Your response should consist solely of the records, written out exactly.
== Records to process ==
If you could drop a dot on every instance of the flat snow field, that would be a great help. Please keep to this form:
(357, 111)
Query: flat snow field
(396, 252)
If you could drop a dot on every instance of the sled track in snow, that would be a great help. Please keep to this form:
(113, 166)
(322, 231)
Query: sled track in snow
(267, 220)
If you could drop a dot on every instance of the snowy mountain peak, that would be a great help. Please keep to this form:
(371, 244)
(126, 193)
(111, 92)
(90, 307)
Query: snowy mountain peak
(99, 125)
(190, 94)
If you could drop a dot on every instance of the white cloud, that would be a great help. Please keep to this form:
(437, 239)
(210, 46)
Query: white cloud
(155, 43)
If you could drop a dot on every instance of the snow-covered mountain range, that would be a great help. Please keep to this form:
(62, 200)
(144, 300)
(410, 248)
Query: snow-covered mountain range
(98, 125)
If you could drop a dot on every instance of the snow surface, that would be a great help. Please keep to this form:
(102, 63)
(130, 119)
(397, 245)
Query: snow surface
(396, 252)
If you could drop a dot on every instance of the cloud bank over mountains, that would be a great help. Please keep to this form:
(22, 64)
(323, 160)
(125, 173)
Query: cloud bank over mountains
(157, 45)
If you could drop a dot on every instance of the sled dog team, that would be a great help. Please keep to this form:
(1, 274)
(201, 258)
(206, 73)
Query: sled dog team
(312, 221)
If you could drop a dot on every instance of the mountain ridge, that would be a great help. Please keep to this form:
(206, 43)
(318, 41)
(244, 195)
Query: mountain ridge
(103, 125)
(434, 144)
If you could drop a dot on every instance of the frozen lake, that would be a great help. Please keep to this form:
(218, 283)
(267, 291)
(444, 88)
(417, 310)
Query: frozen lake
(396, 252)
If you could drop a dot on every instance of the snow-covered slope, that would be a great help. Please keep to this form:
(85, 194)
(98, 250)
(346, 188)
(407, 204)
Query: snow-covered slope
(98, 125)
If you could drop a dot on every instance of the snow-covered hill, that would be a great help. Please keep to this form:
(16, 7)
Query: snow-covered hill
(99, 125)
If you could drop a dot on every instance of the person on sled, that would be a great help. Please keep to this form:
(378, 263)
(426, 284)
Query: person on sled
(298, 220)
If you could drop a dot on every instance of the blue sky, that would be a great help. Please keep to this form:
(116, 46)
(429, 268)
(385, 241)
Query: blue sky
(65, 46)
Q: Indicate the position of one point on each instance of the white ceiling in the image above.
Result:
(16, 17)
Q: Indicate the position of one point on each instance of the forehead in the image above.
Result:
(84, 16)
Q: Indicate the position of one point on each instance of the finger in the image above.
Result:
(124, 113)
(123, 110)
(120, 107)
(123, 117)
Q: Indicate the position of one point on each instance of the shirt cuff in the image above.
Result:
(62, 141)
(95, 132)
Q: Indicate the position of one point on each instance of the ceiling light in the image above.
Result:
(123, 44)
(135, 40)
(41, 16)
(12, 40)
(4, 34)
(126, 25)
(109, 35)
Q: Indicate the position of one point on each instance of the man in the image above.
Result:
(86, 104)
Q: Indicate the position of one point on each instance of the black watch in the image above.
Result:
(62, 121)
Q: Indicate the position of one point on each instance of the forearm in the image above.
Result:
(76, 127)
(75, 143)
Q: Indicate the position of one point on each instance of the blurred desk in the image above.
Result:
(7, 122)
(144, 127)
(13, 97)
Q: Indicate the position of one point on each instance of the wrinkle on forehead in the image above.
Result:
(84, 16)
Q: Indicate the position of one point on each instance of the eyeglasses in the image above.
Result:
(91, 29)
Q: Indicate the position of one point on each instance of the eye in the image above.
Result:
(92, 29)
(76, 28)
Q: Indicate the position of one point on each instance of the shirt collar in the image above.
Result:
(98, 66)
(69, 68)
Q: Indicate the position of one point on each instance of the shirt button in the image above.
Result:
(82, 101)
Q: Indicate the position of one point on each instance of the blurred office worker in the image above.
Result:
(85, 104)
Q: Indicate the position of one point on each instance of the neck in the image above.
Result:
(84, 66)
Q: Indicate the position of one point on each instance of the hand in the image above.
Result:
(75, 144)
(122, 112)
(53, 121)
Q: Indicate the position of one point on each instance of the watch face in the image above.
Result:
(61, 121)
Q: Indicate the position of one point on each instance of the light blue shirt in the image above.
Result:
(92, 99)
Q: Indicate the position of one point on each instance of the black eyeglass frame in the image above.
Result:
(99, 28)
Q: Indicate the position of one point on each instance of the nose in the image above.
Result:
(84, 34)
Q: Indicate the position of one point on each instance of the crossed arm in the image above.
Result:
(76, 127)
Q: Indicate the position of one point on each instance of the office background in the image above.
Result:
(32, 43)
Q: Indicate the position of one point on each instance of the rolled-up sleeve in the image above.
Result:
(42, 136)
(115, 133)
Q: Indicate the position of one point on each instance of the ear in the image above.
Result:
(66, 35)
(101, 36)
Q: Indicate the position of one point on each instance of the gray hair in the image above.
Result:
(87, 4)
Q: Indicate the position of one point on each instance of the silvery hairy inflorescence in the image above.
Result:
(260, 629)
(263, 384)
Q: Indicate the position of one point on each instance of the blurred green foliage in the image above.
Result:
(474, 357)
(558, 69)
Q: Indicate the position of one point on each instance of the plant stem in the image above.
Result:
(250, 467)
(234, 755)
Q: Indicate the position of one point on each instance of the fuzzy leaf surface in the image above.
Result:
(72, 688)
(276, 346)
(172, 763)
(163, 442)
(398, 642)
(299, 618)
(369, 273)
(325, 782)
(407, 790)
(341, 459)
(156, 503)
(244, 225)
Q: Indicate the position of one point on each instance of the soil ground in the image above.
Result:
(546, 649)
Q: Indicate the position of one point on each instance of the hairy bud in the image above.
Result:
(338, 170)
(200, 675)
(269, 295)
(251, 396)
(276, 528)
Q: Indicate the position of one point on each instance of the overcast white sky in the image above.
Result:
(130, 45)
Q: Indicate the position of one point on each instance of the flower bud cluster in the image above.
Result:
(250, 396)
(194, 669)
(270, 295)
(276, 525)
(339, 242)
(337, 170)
===
*Task response*
If you could drop a dot on every instance of the flat snow field, that would be a great help. Please keep to this form:
(357, 111)
Query: flat snow field
(396, 252)
If you could drop a dot on every instance of the sled track in snow, that would be a great help. Please keep to this form:
(113, 166)
(322, 231)
Query: sled track in snow
(267, 220)
If you could drop a dot on every instance of the snowy mountain peak, that would be a great help. Please keep to this form:
(371, 244)
(126, 193)
(111, 92)
(90, 307)
Query: snowy mountain peak
(99, 125)
(190, 94)
If you could drop a dot on every instance of the white cloud, that would be a great help. Please keep to this form:
(437, 239)
(210, 46)
Query: white cloud
(155, 43)
If you could drop a dot on every instance of the snow-covered mountain range, that would be a great help. Please keep to this form:
(62, 200)
(144, 300)
(410, 248)
Query: snow-covered mountain range
(98, 125)
If you could drop a dot on every instance of the snow surface, that would be a great help. Please keep to this form:
(102, 63)
(130, 119)
(397, 245)
Query: snow surface
(396, 252)
If you could drop a dot on every instance of the cloud bank over mountains, that would be a great help. Please keep to this form:
(22, 64)
(323, 160)
(125, 173)
Query: cloud bank over mountains
(157, 45)
If you could drop a dot on every instance of the sled dog team, that would be a great help. Please keep to this form:
(1, 274)
(201, 258)
(206, 73)
Query: sled dog team
(312, 221)
If you could drop a dot on every instance of the mountain ridge, that would be a great help. Please keep to this form:
(206, 43)
(318, 41)
(244, 195)
Query: mountain ridge
(103, 125)
(434, 144)
If you could drop a dot on every instance of the frozen lake, that would be a great help. Please keep to this form:
(218, 283)
(267, 291)
(444, 88)
(417, 310)
Query: frozen lake
(396, 252)
If you could drop a dot on every instance of the snow-covered slope, that would be a great help. Please keep to this form:
(85, 194)
(98, 250)
(346, 188)
(407, 204)
Query: snow-covered slope
(98, 125)
If you could drop a dot on every instance of the snow-covered hill, that would be a great help. Please keep to this form:
(16, 7)
Query: snow-covered hill
(99, 125)
If you could drop a dot on every instance of the person on sled, that would be a great help. Please keep to this form:
(378, 263)
(426, 284)
Query: person on sled
(298, 220)
If you could drop a dot on every instance of the blue sky, that would be a great help. Please keep to this form:
(116, 46)
(429, 268)
(385, 241)
Query: blue sky
(65, 46)
Q: Indicate the position of one point on each instance of the white ceiling in the image above.
Result:
(16, 17)
Q: Indicate the position of one point on each instance of the forehead in the image above.
Result:
(84, 16)
Q: Indicate the position of one point on each instance of the finger in the image above.
Result:
(124, 113)
(123, 110)
(120, 107)
(123, 117)
Q: Indicate the position of one point on each instance of the shirt cuff in the image above.
Result:
(62, 141)
(95, 132)
Q: Indicate the position of one point on each instance of the ceiling light in the image above.
Result:
(123, 44)
(135, 40)
(41, 16)
(12, 40)
(4, 34)
(126, 25)
(109, 35)
Q: Indicate the position of one point on each instance of the man in the image above.
Result:
(86, 104)
Q: Indicate the position of one point on each instance of the black watch in the image above.
Result:
(62, 121)
Q: Indicate the position of one point on each instance of the forearm in the image above.
Result:
(76, 127)
(75, 143)
Q: Indicate the position of one point on each instance of the blurred desk in the image above.
Result:
(7, 122)
(144, 127)
(13, 97)
Q: Indicate the position of one point on each instance of the wrinkle on forehead in the image above.
Result:
(84, 16)
Q: Indicate the position of one point on each instance of the eyeglasses in the image above.
Result:
(91, 29)
Q: Indicate the position of one point on each instance of the eye in the image above.
Result:
(92, 29)
(76, 28)
Q: Indicate the position of one point on each instance of the shirt collar in the image above.
Result:
(98, 66)
(69, 68)
Q: Indicate the position of one point on each instance of the shirt button in the image above.
Result:
(82, 101)
Q: Indicate the position of one point on each instance of the blurred office worker in the image above.
Result:
(85, 104)
Q: Indicate the position of one point on each instance of the neck in the image above.
Result:
(84, 66)
Q: Indicate the position of one point on each instance of the hand in the image above.
Result:
(75, 144)
(122, 112)
(53, 121)
Q: Indicate the position of one point on each instance of the watch face in the image above.
Result:
(61, 121)
Q: Indicate the position of one point on each instance of the light blue shirt in the image above.
Result:
(92, 99)
Q: Indicate the position of one point on each instance of the black eyeglass frame in the image above.
Result:
(99, 28)
Q: Indicate the position of one point on each instance of the nose in the image above.
Result:
(84, 34)
Q: Indicate the position of one point on each instance of the crossed arm in the image above.
Result:
(76, 127)
Q: Indicate the position of one point on each instance of the office background in the image above.
Result:
(32, 43)
Q: Indicate the position of one point on each instance of the rolled-up sleeve in the image above.
Result:
(42, 136)
(115, 133)
Q: Indicate the position of one point on each instance of the ear in the image above.
Result:
(66, 35)
(101, 36)
Q: Indicate the position of one point on each instance of the gray hair in the image above.
Result:
(87, 4)
Q: Indicate the position of one point on each instance of the silvery hairy inflorescence in the image above.
Result:
(260, 629)
(263, 384)
Q: Indicate the position of one point on each instance of the blurred green foliage in the image above.
Result:
(474, 357)
(558, 69)
Q: Indicate the position of one point on each instance of the plant stem in the image above.
Result:
(250, 467)
(234, 755)
Q: Indicate the position of one point on each instance of the fuzzy leaf surface in the image above.
Result:
(72, 688)
(276, 346)
(172, 763)
(163, 442)
(398, 642)
(299, 618)
(369, 273)
(325, 782)
(407, 790)
(341, 459)
(156, 503)
(244, 225)
Q: Indicate the position of one point on each instance of the soil ground in the image above.
Result:
(546, 649)
Q: Indicate the position of one point on each instance of the hairy bud in the image above.
Result:
(338, 170)
(200, 675)
(269, 295)
(251, 396)
(276, 528)
Q: Indicate the position of one point on each instance of the overcast white sky in the image above.
Result:
(130, 45)
Q: Indicate the position of one point on each instance of the flower bud cluster in the image above.
Result:
(250, 396)
(194, 669)
(270, 295)
(276, 525)
(339, 242)
(337, 170)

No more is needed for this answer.